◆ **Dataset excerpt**
(begin)

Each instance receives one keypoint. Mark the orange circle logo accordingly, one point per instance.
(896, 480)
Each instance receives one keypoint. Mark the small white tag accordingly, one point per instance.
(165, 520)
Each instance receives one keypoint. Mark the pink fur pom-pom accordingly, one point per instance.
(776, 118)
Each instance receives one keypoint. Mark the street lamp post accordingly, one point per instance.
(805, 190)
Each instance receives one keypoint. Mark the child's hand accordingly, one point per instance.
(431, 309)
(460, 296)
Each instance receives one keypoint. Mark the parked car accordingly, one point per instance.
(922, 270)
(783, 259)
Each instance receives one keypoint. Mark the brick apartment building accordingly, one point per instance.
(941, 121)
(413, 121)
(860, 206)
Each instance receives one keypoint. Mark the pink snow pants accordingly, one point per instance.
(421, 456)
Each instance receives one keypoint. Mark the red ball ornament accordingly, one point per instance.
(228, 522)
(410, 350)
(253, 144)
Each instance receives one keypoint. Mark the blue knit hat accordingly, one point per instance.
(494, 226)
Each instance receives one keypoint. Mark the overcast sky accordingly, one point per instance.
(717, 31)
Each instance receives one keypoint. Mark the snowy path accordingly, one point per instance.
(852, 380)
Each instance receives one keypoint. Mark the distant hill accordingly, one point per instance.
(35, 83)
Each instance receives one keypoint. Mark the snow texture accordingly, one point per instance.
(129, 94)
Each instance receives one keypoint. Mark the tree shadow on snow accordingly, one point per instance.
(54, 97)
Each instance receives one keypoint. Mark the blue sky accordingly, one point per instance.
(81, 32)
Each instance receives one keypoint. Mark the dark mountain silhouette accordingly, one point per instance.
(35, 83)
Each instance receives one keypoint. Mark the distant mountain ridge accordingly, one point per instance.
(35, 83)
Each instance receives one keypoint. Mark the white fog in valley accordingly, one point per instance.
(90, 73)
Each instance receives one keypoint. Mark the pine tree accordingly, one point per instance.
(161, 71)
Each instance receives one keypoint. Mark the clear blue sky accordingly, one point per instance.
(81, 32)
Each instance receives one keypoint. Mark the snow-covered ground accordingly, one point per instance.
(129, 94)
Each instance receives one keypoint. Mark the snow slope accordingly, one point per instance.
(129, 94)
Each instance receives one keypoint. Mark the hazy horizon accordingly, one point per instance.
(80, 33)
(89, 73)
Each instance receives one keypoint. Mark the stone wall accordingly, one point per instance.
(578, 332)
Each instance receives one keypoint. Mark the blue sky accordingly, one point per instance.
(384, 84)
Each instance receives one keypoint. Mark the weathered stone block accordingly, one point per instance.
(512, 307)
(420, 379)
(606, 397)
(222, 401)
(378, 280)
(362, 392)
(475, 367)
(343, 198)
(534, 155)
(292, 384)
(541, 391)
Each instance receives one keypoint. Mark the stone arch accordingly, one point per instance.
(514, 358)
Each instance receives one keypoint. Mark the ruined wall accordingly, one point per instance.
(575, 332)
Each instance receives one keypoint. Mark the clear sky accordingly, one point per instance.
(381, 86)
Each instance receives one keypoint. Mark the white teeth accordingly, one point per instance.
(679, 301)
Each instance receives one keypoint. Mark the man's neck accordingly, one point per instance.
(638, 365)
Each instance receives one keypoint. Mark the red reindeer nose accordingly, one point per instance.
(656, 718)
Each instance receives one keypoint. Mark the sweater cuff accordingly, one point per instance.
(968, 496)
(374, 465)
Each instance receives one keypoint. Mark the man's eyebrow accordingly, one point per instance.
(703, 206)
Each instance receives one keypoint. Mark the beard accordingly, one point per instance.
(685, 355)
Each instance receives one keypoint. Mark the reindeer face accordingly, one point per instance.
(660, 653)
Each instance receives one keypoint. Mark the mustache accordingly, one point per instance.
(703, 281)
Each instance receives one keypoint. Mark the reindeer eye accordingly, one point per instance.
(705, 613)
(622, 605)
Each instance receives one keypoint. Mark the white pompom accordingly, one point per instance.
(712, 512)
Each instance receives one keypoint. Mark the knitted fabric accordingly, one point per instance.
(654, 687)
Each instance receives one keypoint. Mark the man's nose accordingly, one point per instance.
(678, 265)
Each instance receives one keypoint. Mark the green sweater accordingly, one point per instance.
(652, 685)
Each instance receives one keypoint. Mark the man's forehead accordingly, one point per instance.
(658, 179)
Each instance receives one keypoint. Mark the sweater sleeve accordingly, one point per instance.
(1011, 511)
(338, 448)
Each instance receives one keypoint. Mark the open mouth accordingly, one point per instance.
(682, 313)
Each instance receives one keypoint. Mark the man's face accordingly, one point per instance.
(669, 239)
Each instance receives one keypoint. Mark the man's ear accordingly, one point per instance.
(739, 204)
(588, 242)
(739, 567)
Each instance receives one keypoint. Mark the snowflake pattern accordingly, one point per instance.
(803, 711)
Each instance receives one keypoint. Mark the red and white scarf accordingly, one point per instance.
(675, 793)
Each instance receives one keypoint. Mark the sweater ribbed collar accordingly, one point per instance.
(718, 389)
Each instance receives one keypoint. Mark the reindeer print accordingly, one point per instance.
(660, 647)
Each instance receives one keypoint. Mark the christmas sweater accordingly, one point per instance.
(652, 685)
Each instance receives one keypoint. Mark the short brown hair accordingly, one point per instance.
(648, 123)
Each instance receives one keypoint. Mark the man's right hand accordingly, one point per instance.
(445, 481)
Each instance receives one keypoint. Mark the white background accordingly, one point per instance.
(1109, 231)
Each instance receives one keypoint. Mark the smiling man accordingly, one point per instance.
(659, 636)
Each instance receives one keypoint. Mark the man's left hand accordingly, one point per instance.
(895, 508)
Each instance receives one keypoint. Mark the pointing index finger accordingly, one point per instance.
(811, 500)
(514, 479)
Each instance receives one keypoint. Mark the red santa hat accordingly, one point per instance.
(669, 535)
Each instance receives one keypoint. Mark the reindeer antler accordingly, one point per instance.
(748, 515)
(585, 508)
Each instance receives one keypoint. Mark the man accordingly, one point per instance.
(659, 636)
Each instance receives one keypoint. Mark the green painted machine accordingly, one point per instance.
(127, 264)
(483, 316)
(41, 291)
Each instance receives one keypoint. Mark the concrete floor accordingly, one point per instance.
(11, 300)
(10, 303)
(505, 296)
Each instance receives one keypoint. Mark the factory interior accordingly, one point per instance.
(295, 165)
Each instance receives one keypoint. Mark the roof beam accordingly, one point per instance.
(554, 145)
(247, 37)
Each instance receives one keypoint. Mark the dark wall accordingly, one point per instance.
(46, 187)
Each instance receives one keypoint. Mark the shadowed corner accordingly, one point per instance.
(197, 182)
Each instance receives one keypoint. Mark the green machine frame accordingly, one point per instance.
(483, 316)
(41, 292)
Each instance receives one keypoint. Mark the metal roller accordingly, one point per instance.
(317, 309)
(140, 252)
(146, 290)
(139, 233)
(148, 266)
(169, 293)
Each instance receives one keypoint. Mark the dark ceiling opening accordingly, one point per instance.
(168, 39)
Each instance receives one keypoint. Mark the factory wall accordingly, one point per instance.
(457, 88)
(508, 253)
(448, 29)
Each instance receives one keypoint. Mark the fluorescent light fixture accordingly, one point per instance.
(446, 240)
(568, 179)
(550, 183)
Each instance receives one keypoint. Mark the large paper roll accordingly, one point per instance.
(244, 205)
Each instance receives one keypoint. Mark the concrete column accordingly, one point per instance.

(end)

◆ **THE EXERCISE**
Output all of the material exactly as written.

◆ **SOLUTION TO THIS TASK**
Each instance receives one keypoint. Mark the orange circle logo accordingly, one point per instance.
(896, 480)
Each instance receives one keypoint. Mark the small white tag accordingly, one point per instance.
(165, 520)
Each instance receives one keypoint. Mark the pink fur pom-pom accordingly, one point per instance.
(776, 118)
Each instance receives one keypoint. Mark the street lamp post accordingly, one point per instance.
(805, 190)
Each instance receives one keypoint. Mark the child's hand accordingly, one point per instance.
(431, 309)
(460, 296)
Each instance receives one keypoint. Mark the parked car accordingly, one point per instance.
(922, 270)
(783, 259)
Each instance receives one keypoint. Mark the brick apartment building accordingly, one point per instance.
(941, 121)
(413, 121)
(860, 206)
Each instance receives one keypoint. Mark the pink snow pants accordingly, one point per instance.
(421, 456)
Each instance receives one keypoint. Mark the red ball ornament accordingly, one point per instance.
(228, 522)
(410, 350)
(253, 144)
Each instance receives one keypoint. Mark the blue knit hat accordingly, one point per instance.
(494, 226)
Each instance receives one keypoint. Mark the overcast sky accordingly, one point per instance.
(717, 31)
Each instance receives one keypoint. Mark the snowy path accordingly, one point per instance.
(852, 380)
Each instance receives one keypoint. Mark the distant hill accordingly, one point per instance.
(35, 83)
Each instance receives one keypoint. Mark the snow texture accordingly, one point per instance.
(129, 94)
Each instance receives one keypoint. Mark the tree shadow on snow accordingly, one point per instance.
(54, 97)
Each instance receives one keypoint. Mark the blue sky accordingly, one point per instance.
(81, 32)
Each instance receives one keypoint. Mark the dark mountain silhouette accordingly, one point per instance.
(35, 83)
Each instance receives one keypoint. Mark the distant mountain ridge accordingly, one point per instance.
(35, 83)
Each instance receives one keypoint. Mark the white fog in valley accordingly, one point per instance.
(90, 73)
Each instance receives one keypoint. Mark the pine tree accordingly, one point per instance.
(161, 71)
Each instance receives one keypoint. Mark the clear blue sky accordingly, one point per instance.
(81, 32)
Each instance receives one keypoint. Mark the snow-covered ground accordingly, one point per instance.
(129, 94)
Each instance receives one keypoint. Mark the snow slope accordingly, one point per instance.
(129, 94)
Each instance receives one keypoint. Mark the hazy horizon accordingly, one point per instance.
(80, 33)
(89, 73)
Each instance receives one keypoint. Mark the stone wall accordingly, one point per instance.
(578, 332)
Each instance receives one keypoint. Mark the blue sky accordingly, one point per instance.
(384, 84)
Each instance receives one keypoint. Mark the weathered stone block accordingly, one point per instance.
(512, 307)
(420, 379)
(606, 397)
(222, 401)
(378, 280)
(362, 392)
(475, 367)
(343, 198)
(534, 155)
(292, 384)
(541, 391)
Each instance receives one keypoint. Mark the stone arch accordingly, one point per instance.
(514, 358)
Each instance receives one keypoint. Mark the ruined wall accordingly, one point per instance.
(575, 332)
Each instance receives one keypoint. Mark the clear sky accordingly, one point per instance.
(381, 86)
Each instance receives one keypoint. Mark the white teeth accordingly, one point per instance.
(679, 301)
Each instance receives one keypoint. Mark the man's neck accordingly, one point per instance.
(638, 365)
Each instance receives one keypoint. Mark the red reindeer nose accordingly, one point per instance.
(656, 718)
Each instance receives one keypoint. Mark the sweater cuff accordingly, one point per instance.
(968, 496)
(374, 465)
Each instance receives one keypoint. Mark the man's eyebrow accordingly, one point per instance.
(703, 206)
Each instance receives one keypoint. Mark the beard accordingly, one point per instance.
(685, 355)
Each instance receives one keypoint. Mark the reindeer face accordingly, one point per instance.
(660, 653)
Each instance receives one keypoint. Mark the mustache accordingly, one point per instance.
(703, 281)
Each instance receives one keypoint. Mark the reindeer eye accordingly, one point per instance.
(705, 613)
(622, 605)
Each instance receives one keypoint. Mark the white pompom accordingly, one point per instance.
(712, 512)
Each instance receives one keypoint. Mark the knitted fabric accordingly, one point per instance.
(654, 687)
Each instance receives one keypoint. Mark the man's nose accordingly, one point per instance.
(678, 265)
Each instance receives one keypoint. Mark the green sweater accordingly, one point per instance.
(652, 685)
Each instance receives one keypoint. Mark the man's forehead accordingly, one point per instance.
(658, 179)
Each instance receives one keypoint. Mark the sweater sleeve accordingly, one point per instance.
(1011, 511)
(338, 448)
Each instance receives one keypoint. Mark the open mouth accordingly, one point per instance.
(682, 313)
Each instance receives one keypoint. Mark the man's face accordingly, one point per instance.
(669, 239)
Each instance receives one keypoint. Mark the man's ear accordingly, one point per instance.
(739, 204)
(588, 242)
(739, 567)
Each instance receives one keypoint. Mark the snowflake pattern accordingly, one point per instance.
(803, 711)
Each instance receives one keypoint. Mark the red and white scarf accordingly, one point per instance.
(675, 793)
Each instance receives one keypoint. Mark the sweater ribbed collar accordingly, one point per instance.
(718, 389)
Each instance receives one keypoint. Mark the reindeer print accordingly, one point per instance.
(660, 647)
Each instance receives one keypoint. Mark the christmas sweater accordingly, one point per instance.
(652, 685)
Each instance receives one keypoint. Mark the short brown hair accordingly, one point per instance.
(648, 123)
Each instance receives one keypoint. Mark the man's right hand accordingly, one point per instance.
(445, 481)
Each instance receives one keypoint. Mark the white background accordingly, one point per instance.
(1109, 231)
Each instance receives one keypoint. Mark the smiling man accordingly, one point per instance.
(659, 636)
Each instance receives one keypoint. Mark the man's left hand accordingly, one point per instance.
(895, 508)
Each instance receives one keypoint. Mark the pointing index finger accordingly, one point per instance.
(811, 500)
(514, 479)
Each instance receives one keypoint. Mark the red santa hat accordingly, one point per instance.
(669, 535)
Each instance receives one keypoint. Mark the reindeer antler accordingly, one point per instance.
(748, 515)
(585, 508)
Each instance receives one keypoint. Mark the man accordingly, one point per instance.
(659, 636)
Each instance receives one keypoint. Mark the green painted machine accordingly, one point per instance.
(127, 264)
(483, 316)
(41, 291)
Each instance receives one keypoint. Mark the concrete floor accordingly, one point per instance.
(11, 300)
(10, 303)
(505, 296)
Each instance receives one keypoint. Mark the factory interior accordingly, one point per instance.
(295, 165)
Each instance receives one keypoint. Mark the roof beam accordingly, one point per instance.
(554, 145)
(247, 37)
Each instance receives one keypoint. Mark the dark wall accordingly, one point per instance.
(46, 187)
Each instance receives one keypoint. Mark the shadowed corner accordingly, one point per instance.
(197, 182)
Each instance receives one keypoint. Mark the green machine frame accordingly, one point per instance.
(483, 316)
(41, 292)
Each instance receives one keypoint. Mark the metal roller accordingly, one point per instance.
(317, 309)
(140, 252)
(146, 290)
(139, 233)
(148, 266)
(169, 293)
Each instance receives one keypoint. Mark the dark ceiling opening accordingly, one point per instance.
(168, 39)
Each instance receives one keypoint. Mark the factory wall accordingly, one point per instance.
(457, 88)
(508, 253)
(448, 29)
Each instance receives one keypoint. Mark the fluorescent light fixture accordingly, one point per instance.
(446, 240)
(568, 179)
(550, 183)
Each instance receives one keypoint. Mark the large paper roll accordingly, one point per instance.
(244, 205)
Each instance receives one keypoint. Mark the concrete column accordingly, one point per instance.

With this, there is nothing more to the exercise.